### [Directive]
From the material below, print every line of the stretch that begins with the line containing "window in the image above." and ends with the line containing "[349,57,395,63]", both of those lines included, keeping each one unchanged.

__________________________________________________

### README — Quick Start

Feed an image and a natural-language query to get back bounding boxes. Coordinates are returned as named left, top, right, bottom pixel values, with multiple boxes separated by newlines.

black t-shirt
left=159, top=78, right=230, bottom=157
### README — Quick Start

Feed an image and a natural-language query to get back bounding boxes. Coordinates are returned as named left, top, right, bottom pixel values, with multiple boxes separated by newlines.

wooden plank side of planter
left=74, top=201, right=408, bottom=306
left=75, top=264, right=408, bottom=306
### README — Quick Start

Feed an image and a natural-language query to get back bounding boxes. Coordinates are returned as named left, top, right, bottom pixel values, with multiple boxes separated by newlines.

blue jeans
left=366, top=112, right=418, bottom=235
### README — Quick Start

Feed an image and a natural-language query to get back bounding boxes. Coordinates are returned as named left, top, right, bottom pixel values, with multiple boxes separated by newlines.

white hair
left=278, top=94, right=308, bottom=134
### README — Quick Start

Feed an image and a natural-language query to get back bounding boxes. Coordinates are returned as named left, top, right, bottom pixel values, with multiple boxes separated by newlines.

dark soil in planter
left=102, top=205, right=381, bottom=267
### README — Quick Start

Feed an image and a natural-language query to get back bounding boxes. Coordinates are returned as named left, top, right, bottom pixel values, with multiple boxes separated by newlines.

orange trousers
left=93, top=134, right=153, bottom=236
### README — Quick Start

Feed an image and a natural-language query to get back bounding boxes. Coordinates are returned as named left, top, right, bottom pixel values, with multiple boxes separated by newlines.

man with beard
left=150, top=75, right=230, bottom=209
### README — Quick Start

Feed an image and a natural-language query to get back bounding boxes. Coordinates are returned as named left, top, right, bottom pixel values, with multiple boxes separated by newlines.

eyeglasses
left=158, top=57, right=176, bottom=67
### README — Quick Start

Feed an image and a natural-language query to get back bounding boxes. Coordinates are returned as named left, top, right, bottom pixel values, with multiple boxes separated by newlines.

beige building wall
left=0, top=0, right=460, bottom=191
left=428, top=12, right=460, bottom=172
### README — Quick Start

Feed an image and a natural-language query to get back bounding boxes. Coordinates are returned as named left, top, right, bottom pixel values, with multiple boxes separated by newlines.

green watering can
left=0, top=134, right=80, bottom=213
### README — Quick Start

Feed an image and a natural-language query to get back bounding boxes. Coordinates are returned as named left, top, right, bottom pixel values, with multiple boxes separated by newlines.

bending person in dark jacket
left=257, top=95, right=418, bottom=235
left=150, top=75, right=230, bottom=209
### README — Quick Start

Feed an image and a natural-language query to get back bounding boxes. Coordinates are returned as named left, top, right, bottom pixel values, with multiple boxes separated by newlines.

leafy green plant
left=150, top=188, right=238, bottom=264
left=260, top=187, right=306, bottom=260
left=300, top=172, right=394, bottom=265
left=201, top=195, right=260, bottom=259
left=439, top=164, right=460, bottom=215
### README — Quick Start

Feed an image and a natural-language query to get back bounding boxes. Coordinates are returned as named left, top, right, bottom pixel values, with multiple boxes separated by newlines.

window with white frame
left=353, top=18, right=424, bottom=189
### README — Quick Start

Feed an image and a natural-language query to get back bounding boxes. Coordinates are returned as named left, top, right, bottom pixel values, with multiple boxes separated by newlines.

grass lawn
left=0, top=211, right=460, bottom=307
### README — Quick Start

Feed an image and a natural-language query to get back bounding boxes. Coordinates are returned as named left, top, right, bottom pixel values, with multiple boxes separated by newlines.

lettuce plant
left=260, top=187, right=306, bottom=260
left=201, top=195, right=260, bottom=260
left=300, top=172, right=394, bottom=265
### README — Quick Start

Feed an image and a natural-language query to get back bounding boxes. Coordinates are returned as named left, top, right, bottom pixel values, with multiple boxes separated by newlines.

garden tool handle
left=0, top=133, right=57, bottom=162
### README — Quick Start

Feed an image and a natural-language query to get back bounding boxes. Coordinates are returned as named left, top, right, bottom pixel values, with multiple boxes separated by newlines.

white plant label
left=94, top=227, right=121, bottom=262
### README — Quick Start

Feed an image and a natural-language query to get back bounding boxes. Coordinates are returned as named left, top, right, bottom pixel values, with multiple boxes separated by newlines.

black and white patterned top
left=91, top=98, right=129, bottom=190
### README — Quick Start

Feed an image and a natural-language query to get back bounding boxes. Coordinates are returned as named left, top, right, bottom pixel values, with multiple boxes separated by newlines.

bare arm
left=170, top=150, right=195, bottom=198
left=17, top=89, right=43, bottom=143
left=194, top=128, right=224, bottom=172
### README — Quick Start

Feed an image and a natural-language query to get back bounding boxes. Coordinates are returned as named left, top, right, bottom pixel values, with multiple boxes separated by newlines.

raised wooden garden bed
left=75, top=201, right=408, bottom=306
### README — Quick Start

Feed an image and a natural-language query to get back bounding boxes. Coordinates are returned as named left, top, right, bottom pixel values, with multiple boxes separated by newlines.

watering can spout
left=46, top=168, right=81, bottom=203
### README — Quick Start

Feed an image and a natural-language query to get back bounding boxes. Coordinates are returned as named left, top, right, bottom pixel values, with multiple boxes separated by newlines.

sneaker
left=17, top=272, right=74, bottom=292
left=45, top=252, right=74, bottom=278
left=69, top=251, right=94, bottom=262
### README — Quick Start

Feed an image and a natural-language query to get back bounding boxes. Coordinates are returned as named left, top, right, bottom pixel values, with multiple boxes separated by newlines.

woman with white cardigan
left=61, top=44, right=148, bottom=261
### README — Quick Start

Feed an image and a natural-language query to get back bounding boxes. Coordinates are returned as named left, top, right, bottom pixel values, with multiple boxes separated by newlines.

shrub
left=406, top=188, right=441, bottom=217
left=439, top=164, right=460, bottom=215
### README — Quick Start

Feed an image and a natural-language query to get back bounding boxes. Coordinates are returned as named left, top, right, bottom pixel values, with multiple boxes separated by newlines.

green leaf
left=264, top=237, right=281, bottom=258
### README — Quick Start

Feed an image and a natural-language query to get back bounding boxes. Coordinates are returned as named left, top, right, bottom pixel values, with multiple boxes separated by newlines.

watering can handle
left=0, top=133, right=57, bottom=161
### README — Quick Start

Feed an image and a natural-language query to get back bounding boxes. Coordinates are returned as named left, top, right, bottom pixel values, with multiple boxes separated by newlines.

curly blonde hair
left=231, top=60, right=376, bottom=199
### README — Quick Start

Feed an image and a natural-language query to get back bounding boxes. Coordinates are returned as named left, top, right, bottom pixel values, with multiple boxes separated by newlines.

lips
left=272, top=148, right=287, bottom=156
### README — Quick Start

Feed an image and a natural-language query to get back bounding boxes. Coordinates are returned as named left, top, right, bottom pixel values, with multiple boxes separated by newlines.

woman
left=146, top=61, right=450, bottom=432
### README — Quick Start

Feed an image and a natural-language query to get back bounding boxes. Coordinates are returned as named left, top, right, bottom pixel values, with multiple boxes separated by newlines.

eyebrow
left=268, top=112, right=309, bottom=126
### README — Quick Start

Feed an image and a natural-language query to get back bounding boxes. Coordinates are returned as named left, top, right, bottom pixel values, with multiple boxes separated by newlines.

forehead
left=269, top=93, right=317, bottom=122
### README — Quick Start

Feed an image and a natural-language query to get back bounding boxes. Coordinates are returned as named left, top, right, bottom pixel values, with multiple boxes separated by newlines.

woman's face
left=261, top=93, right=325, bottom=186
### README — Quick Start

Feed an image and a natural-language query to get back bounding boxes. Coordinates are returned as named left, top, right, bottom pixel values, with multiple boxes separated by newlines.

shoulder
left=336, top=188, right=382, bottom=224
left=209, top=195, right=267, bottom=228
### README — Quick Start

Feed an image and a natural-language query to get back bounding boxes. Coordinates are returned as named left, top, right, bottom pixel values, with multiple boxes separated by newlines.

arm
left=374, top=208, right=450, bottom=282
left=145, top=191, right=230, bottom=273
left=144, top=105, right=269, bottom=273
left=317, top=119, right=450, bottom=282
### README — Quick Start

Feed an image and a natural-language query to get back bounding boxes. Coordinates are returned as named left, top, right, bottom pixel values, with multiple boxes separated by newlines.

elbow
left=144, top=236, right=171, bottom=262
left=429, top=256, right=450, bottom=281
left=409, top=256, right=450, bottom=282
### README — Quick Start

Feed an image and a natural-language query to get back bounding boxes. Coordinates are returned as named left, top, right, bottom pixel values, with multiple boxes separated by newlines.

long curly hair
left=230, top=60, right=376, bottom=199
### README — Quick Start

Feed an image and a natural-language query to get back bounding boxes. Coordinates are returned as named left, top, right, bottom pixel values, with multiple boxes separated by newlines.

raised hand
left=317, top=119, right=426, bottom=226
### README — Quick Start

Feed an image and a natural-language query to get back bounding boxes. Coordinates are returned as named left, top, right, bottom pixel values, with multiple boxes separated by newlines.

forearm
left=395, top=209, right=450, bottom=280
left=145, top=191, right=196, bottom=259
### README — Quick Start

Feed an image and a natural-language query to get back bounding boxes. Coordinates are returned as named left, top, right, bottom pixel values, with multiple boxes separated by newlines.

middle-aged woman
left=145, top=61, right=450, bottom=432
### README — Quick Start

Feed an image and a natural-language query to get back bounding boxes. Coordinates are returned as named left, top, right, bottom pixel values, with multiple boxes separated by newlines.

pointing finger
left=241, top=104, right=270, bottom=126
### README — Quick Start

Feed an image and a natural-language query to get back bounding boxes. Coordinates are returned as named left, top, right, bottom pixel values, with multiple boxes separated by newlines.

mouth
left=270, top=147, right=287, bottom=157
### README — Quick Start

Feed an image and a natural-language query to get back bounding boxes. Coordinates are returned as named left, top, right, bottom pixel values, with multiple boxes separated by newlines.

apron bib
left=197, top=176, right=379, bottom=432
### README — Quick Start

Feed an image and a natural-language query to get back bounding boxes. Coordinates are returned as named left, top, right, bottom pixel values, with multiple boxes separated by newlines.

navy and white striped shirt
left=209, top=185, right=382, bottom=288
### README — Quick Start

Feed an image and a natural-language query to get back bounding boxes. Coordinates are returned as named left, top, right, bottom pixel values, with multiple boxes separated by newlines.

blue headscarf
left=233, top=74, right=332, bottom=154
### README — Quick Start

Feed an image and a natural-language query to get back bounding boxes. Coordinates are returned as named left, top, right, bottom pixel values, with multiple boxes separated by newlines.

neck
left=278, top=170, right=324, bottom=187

__________________________________________________

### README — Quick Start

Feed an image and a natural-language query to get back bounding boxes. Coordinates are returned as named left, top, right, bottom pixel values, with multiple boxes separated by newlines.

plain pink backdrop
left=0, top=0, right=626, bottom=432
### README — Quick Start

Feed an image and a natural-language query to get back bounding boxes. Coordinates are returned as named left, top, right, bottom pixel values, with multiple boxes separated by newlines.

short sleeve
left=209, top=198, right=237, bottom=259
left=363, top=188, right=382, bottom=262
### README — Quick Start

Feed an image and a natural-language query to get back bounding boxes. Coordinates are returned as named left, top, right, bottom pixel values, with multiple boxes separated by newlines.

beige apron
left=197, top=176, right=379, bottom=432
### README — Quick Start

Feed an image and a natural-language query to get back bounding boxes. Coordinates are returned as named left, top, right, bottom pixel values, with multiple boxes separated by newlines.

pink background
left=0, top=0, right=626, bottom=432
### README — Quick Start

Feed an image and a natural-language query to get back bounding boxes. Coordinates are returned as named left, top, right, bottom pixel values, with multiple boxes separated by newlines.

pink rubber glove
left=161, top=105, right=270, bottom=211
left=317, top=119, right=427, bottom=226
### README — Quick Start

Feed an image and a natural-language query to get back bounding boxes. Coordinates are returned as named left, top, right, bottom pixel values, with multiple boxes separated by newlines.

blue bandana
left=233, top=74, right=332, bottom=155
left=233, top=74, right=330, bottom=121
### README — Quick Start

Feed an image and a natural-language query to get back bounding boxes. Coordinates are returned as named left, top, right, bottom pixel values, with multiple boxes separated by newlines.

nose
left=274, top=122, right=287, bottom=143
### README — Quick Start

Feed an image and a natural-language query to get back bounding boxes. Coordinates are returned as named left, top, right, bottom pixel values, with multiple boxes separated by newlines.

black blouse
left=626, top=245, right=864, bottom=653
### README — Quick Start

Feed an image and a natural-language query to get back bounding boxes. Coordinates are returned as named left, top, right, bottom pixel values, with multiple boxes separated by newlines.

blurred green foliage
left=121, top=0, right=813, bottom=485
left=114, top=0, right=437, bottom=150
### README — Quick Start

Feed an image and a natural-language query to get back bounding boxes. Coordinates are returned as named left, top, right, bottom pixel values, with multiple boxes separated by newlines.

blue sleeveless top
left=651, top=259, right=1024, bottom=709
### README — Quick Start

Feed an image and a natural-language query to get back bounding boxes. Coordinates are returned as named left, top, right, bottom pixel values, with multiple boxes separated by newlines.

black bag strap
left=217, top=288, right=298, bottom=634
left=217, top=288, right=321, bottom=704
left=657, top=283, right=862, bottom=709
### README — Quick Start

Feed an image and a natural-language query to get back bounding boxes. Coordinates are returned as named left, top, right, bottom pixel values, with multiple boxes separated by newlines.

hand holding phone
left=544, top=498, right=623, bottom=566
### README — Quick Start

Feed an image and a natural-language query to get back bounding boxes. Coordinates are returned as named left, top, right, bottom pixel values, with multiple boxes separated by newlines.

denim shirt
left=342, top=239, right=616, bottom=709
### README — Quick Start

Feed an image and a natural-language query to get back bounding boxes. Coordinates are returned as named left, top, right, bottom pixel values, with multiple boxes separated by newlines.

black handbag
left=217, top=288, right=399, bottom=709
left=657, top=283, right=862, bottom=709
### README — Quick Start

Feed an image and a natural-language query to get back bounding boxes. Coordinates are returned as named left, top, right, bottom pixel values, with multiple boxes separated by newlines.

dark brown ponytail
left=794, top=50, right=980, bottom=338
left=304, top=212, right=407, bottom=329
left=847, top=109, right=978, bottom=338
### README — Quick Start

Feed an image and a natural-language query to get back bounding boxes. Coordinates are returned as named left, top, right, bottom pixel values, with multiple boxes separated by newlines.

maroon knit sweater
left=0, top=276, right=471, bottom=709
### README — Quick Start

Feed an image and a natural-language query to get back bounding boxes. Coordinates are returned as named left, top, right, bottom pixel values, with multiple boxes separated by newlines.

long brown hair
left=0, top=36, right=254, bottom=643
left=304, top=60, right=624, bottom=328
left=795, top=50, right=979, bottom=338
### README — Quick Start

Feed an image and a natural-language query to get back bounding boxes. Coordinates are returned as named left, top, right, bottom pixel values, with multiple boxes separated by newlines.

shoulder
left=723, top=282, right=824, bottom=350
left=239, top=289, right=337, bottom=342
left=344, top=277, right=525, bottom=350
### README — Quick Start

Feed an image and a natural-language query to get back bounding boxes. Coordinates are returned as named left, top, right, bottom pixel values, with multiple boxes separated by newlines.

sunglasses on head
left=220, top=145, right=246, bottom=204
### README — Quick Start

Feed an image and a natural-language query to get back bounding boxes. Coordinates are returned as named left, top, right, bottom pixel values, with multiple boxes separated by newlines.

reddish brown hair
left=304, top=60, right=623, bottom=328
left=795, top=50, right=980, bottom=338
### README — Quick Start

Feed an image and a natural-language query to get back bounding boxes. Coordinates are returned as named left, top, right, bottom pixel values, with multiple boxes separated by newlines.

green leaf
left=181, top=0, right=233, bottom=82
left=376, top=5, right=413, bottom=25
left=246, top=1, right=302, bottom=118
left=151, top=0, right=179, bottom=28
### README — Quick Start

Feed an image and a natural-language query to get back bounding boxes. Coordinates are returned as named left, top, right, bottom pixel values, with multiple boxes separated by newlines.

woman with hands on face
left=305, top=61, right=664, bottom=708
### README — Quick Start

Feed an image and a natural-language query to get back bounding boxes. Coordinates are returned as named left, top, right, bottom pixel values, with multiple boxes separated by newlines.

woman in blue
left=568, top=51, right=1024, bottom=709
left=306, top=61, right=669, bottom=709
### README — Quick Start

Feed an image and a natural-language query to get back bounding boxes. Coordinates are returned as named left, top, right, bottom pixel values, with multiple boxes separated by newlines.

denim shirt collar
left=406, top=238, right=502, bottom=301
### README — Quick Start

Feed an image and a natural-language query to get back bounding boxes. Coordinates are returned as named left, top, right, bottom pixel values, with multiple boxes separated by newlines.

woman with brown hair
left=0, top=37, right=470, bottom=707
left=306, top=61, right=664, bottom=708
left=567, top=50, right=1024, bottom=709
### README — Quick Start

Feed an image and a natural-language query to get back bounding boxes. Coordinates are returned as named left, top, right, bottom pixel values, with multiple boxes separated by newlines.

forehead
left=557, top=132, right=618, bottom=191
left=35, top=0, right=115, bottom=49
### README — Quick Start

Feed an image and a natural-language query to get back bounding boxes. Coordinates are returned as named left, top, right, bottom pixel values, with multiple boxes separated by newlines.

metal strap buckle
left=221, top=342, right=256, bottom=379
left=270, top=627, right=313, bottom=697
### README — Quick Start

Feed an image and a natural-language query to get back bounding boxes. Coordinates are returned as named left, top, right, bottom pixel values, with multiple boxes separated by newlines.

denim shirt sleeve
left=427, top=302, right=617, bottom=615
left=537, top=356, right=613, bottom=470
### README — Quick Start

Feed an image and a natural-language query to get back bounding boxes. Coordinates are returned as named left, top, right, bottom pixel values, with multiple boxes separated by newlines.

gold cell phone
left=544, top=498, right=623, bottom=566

__________________________________________________

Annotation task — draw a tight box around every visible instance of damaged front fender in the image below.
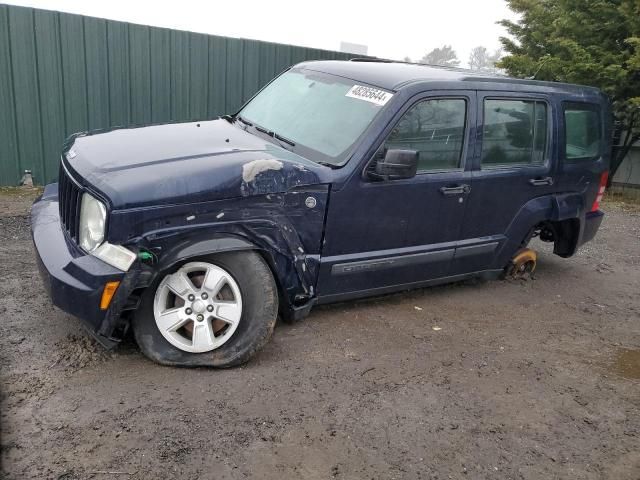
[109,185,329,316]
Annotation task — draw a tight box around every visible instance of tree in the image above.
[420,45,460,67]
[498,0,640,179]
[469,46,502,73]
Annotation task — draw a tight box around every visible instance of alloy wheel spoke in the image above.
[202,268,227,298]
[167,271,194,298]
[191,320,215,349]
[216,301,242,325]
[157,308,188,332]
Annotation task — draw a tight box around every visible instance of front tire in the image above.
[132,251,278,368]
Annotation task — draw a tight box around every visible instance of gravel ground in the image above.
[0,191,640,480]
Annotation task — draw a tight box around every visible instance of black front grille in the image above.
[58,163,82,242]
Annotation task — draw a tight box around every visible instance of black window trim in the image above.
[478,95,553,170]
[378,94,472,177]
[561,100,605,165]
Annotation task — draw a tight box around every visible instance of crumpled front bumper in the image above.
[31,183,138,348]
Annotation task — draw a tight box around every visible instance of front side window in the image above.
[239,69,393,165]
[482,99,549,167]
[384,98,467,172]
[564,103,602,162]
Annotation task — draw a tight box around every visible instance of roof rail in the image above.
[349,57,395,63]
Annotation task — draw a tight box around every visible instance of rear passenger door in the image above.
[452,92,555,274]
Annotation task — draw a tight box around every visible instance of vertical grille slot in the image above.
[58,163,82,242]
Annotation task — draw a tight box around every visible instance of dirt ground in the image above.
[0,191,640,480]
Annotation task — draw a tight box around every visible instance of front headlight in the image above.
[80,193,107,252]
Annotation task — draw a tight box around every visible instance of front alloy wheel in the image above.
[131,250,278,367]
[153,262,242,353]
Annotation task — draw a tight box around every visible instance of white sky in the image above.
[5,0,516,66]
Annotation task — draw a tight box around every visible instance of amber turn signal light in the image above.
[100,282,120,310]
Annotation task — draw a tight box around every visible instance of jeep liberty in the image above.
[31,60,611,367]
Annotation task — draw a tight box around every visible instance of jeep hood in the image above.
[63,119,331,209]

__________________________________________________

### [Task output]
Annotation task — draw a tight box around every visible instance of front side window in the image above.
[239,69,393,165]
[482,99,549,167]
[384,98,467,172]
[564,103,602,162]
Annotation task — draw a tight box around every visible instance of roof rail in the image above.
[349,57,395,63]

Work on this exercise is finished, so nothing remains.